**PROBLEM STATEMENT**
Take the line that contains "Each instance of the cyclist in red" as the first and the last line of the material as the final one; set down exactly the lines in that span.

**RECORD LIST**
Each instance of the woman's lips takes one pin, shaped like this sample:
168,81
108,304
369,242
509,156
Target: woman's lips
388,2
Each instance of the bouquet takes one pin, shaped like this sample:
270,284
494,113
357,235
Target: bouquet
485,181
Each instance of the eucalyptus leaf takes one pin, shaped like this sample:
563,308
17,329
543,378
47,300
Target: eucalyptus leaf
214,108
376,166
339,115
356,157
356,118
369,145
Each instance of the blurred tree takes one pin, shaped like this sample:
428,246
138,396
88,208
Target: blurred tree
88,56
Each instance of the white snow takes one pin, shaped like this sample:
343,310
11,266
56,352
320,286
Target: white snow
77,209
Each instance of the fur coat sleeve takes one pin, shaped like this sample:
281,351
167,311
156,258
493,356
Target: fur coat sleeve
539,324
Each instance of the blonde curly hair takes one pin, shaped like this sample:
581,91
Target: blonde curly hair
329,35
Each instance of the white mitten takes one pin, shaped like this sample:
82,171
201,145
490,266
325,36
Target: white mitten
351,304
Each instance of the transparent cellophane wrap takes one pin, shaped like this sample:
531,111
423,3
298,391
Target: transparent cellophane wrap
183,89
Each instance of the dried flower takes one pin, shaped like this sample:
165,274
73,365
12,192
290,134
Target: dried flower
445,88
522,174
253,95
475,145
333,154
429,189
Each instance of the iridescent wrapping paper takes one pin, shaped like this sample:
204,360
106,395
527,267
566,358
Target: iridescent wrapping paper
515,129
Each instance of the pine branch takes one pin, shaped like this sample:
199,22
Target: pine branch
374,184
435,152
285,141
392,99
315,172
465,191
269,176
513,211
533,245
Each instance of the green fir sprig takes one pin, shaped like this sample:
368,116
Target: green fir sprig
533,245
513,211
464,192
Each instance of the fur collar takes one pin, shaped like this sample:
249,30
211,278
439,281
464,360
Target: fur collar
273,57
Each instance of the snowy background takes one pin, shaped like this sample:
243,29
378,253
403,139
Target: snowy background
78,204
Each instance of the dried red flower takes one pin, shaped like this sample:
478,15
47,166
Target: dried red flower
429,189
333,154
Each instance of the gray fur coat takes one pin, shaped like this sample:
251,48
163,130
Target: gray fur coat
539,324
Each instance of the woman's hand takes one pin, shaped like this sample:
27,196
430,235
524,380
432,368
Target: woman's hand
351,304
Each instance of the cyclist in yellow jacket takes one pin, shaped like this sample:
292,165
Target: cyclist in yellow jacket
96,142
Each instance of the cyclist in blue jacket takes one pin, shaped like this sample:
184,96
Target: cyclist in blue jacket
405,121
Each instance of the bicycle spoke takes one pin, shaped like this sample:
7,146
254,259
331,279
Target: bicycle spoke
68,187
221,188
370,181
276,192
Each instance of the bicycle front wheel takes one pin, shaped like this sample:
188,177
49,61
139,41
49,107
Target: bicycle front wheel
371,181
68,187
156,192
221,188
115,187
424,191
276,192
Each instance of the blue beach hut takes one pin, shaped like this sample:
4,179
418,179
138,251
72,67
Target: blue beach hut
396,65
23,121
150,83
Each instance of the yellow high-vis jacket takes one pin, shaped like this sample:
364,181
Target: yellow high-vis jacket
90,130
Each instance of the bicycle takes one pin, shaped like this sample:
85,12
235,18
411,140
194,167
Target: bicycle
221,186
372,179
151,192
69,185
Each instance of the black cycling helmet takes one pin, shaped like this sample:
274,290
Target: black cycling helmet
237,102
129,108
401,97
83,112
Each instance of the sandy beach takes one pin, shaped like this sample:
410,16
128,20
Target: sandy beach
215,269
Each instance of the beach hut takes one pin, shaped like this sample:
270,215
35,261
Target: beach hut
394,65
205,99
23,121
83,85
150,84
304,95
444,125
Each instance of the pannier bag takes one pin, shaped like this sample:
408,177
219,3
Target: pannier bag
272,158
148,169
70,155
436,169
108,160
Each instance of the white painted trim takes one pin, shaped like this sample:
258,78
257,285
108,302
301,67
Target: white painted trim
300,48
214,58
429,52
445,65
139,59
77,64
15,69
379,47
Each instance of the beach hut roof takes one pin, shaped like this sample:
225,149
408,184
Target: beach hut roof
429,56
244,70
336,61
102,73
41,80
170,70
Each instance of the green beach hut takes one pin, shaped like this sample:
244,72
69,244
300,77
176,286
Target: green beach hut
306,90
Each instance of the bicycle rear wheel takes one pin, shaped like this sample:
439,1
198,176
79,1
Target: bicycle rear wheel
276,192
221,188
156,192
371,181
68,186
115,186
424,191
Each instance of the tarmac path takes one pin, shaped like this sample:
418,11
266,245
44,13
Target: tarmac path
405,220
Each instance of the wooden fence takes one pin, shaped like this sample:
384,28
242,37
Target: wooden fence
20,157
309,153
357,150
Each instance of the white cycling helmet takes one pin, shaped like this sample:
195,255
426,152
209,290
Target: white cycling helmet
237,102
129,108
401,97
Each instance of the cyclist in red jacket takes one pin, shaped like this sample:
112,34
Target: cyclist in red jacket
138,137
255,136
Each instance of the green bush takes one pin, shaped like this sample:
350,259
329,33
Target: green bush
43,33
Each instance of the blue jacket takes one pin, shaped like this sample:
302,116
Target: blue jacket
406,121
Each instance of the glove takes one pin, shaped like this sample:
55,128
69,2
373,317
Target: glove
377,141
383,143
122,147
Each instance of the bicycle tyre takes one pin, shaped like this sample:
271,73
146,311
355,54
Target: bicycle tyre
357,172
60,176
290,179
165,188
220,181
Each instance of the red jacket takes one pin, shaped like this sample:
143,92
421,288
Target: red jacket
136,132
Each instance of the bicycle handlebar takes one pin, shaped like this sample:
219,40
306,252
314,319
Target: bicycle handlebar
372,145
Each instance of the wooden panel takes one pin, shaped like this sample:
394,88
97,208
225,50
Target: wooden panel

**SOLUTION TO THIS PROBLEM**
Each instance of the cyclist in red jacket takes one pin, shaped like this sample:
112,34
Target: cyclist in red jacket
138,137
255,136
Each instance of the green bush takes one pin, shaped like this sample:
350,259
329,33
Target: green bush
43,33
Each instance of the blue jacket takes one pin, shaped like this sample:
302,116
Target: blue jacket
406,121
Each instance of the glove takes one pin, shaped like this sample:
55,128
69,2
373,317
Target: glove
377,141
383,143
122,147
Each instance of the bicycle tyre takes one pin, shaped like this sample:
271,73
146,311
355,54
Target: bicycle tyre
357,172
60,176
290,179
165,188
220,181
Each instance of the red jacket takes one pin, shaped like this sample:
143,92
421,288
Target: red jacket
136,132
Each instance of the bicycle handlebar takes one pin, shaped like this sample:
219,40
306,252
314,319
Target: bicycle handlebar
372,145
Each instance of the wooden panel takes one pin, shaped like this sample:
394,88
97,208
225,50
Target: wooden panel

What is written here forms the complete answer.